■ **TASK PROMPT**: Reproduce all of the records exactly.
## Start
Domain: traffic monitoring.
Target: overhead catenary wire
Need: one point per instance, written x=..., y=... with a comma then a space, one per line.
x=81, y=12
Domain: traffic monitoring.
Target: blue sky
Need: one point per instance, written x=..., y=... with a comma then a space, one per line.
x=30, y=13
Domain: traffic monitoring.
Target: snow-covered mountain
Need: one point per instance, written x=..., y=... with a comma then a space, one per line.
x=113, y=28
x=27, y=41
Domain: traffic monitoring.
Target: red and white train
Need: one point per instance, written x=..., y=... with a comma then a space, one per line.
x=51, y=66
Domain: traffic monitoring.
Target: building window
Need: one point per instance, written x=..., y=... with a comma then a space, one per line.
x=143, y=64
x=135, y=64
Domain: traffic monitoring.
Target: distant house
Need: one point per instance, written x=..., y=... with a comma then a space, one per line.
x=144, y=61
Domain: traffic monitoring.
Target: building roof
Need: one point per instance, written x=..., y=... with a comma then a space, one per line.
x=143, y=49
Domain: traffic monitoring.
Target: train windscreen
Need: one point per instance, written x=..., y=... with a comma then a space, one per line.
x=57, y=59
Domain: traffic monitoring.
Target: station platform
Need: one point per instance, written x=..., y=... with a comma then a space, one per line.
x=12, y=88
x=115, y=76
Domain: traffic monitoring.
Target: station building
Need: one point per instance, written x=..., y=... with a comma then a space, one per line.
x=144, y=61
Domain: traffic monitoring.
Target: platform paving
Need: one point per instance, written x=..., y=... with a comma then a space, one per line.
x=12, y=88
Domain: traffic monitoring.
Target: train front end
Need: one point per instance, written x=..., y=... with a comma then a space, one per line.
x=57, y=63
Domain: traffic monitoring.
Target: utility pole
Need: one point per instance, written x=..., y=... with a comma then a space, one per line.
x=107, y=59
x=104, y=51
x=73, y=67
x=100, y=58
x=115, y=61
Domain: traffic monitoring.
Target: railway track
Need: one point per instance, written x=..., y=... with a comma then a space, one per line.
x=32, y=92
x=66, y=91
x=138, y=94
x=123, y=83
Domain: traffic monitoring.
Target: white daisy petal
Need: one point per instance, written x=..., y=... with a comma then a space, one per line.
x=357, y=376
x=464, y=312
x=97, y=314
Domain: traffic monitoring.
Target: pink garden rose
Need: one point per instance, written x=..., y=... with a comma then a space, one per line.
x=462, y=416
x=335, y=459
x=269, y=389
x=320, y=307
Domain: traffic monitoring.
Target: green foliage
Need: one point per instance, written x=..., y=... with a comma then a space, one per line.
## End
■ **WRITTEN SOLUTION**:
Domain: traffic monitoring.
Target: overhead catenary wire
Need: one point per instance, written x=..., y=... with a comma then a space, one per line.
x=81, y=12
Domain: traffic monitoring.
Target: blue sky
Need: one point per instance, written x=..., y=... with a comma then a space, one per line.
x=30, y=13
Domain: traffic monitoring.
Target: snow-covered mountain
Need: one point per instance, written x=..., y=... with a comma then a space, one per line.
x=113, y=28
x=27, y=41
Domain: traffic monitoring.
Target: red and white train
Need: one point per instance, written x=..., y=... with a comma then a space, one per line.
x=51, y=66
Domain: traffic monitoring.
Target: building window
Need: one point per instance, written x=..., y=... with a comma then a space, one per line.
x=143, y=64
x=135, y=64
Domain: traffic monitoring.
Target: distant house
Need: one point per instance, written x=..., y=... with a comma then a space, one per line.
x=144, y=61
Domain: traffic monitoring.
Target: building roof
Need: one point per instance, written x=..., y=... with a comma then a space, one per line.
x=143, y=49
Domain: traffic monitoring.
Target: train windscreen
Need: one point per instance, written x=..., y=... with a comma then a space, one per line.
x=57, y=59
Domain: traffic monitoring.
Target: station platform
Need: one point per instance, written x=..., y=... with a comma then a space, one per line.
x=12, y=88
x=115, y=76
Domain: traffic monitoring.
Target: station building
Need: one point per instance, written x=..., y=... with a comma then a space, one per line.
x=144, y=61
Domain: traffic monitoring.
Target: platform paving
Need: one point per instance, written x=..., y=... with a comma then a space, one per line.
x=12, y=88
Domain: traffic monitoring.
Target: train front end
Need: one point per instance, written x=..., y=... with a comma then a space, one per line.
x=57, y=63
Domain: traffic monitoring.
Target: utility pole
Need: one point per instance, written x=..., y=... with a comma then a space, one per line.
x=107, y=59
x=104, y=51
x=73, y=67
x=100, y=58
x=115, y=61
Domain: traffic monitoring.
Target: railway track
Need: one point per instance, written x=..., y=... with a comma then a space, one per line.
x=32, y=92
x=66, y=91
x=138, y=94
x=123, y=83
Domain: traffic monitoring.
Target: white daisy petal
Need: one point per instance, written x=..., y=... with a comma then a space, one per line.
x=357, y=376
x=464, y=312
x=97, y=314
Domain: traffic monitoring.
Target: pink garden rose
Need: one point per instance, written x=..., y=... with a comma then a space, one per line.
x=462, y=416
x=335, y=459
x=269, y=389
x=320, y=307
Domain: traffic monitoring.
Target: green foliage
Need: one point per instance, written x=..., y=... with a comma then a space, one per line.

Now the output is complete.